▸ **What needs to be done**
Locate every line in the records below that contains the string "stone" and copy each such line. Uppercase and lowercase letters count as different.

▸ **Dataset records**

Begin

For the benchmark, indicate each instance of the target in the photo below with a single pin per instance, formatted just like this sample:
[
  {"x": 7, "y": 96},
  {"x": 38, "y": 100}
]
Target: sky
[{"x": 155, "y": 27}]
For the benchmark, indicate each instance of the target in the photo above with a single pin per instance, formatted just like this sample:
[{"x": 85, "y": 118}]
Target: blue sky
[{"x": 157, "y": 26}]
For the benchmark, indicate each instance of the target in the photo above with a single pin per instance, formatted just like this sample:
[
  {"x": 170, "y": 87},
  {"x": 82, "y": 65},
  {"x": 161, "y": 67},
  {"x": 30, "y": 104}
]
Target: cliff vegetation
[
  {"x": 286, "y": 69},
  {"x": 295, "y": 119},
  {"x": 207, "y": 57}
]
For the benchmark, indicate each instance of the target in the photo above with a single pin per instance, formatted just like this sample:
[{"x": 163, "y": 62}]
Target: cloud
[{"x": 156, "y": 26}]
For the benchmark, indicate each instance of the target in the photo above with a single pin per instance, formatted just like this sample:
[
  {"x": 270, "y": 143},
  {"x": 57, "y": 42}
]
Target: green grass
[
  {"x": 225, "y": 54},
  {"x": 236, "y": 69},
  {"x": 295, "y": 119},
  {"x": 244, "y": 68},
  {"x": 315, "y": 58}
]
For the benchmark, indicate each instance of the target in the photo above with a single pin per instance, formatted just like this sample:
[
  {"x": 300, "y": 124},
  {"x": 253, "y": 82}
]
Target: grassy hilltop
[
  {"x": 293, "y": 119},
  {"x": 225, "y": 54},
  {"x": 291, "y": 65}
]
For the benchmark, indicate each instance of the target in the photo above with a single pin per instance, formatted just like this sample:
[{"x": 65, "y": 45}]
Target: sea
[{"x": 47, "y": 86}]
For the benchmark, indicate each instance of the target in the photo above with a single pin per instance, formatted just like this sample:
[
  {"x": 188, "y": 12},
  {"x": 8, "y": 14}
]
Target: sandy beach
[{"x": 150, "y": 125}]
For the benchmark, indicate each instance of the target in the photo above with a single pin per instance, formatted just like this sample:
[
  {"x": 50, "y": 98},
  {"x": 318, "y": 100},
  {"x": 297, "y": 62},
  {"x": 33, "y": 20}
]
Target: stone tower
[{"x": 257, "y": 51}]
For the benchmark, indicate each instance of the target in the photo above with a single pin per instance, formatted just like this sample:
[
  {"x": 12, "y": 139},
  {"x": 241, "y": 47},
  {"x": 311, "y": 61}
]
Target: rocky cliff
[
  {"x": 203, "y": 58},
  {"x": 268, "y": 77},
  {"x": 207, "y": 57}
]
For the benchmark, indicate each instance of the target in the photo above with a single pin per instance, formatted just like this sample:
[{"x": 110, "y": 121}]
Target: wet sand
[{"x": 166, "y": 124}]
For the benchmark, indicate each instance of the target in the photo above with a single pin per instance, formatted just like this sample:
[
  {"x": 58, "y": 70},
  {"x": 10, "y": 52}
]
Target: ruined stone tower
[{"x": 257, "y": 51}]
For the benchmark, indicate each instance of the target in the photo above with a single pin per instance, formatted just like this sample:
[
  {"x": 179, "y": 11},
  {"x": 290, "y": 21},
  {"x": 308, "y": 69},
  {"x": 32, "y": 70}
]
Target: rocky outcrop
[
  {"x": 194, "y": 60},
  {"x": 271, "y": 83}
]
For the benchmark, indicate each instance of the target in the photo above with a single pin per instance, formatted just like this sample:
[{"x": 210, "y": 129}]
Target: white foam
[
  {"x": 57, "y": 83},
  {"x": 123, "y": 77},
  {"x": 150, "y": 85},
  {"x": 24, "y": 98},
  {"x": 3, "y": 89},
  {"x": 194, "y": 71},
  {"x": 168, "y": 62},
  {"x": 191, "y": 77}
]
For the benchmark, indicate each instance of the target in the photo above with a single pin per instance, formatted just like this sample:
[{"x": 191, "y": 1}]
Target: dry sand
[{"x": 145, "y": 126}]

End

▸ **Task answer**
Target: stone tower
Target: ruined stone tower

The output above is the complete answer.